[YOUR TASK] Using the records below, write out the line with "Indicate the red" and each line after it through the final one, exactly, and only those.

Point-per-instance localization data
====

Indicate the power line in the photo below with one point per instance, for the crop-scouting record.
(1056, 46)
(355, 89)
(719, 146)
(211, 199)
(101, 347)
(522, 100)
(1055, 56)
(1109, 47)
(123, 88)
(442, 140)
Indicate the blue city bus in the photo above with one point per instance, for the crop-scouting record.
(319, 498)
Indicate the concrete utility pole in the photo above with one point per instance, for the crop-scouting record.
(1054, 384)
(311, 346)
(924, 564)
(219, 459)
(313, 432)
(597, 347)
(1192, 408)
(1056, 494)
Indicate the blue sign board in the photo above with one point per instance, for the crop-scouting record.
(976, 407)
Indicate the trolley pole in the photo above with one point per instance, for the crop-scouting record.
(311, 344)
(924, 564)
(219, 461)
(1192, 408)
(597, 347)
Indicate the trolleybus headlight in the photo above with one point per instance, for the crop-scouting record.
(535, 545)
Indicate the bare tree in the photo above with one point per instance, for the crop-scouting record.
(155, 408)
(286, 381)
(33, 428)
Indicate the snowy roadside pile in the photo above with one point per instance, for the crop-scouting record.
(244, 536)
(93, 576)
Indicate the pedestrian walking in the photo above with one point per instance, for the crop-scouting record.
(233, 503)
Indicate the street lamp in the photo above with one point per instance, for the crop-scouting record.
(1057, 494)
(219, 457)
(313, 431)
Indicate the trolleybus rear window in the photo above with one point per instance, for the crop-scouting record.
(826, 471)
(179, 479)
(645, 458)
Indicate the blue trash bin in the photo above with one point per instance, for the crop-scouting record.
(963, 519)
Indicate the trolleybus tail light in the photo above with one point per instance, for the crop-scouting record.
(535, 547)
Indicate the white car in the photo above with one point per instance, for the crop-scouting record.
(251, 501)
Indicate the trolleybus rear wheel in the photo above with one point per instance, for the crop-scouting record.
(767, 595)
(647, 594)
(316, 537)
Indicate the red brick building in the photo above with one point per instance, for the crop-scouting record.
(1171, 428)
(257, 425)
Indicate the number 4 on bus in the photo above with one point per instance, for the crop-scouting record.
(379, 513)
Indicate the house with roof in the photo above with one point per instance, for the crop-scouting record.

====

[THE COMPLETED TASK]
Indicate the red brick building in the photo above with one point per instance, for the crop-scouting record.
(1171, 428)
(257, 425)
Indicate the number 4 on bus in the photo above with one point per instance, for the crop-scouting record.
(379, 513)
Indicate the house with roof in the photo above with one point per instance, for the crop-scouting record.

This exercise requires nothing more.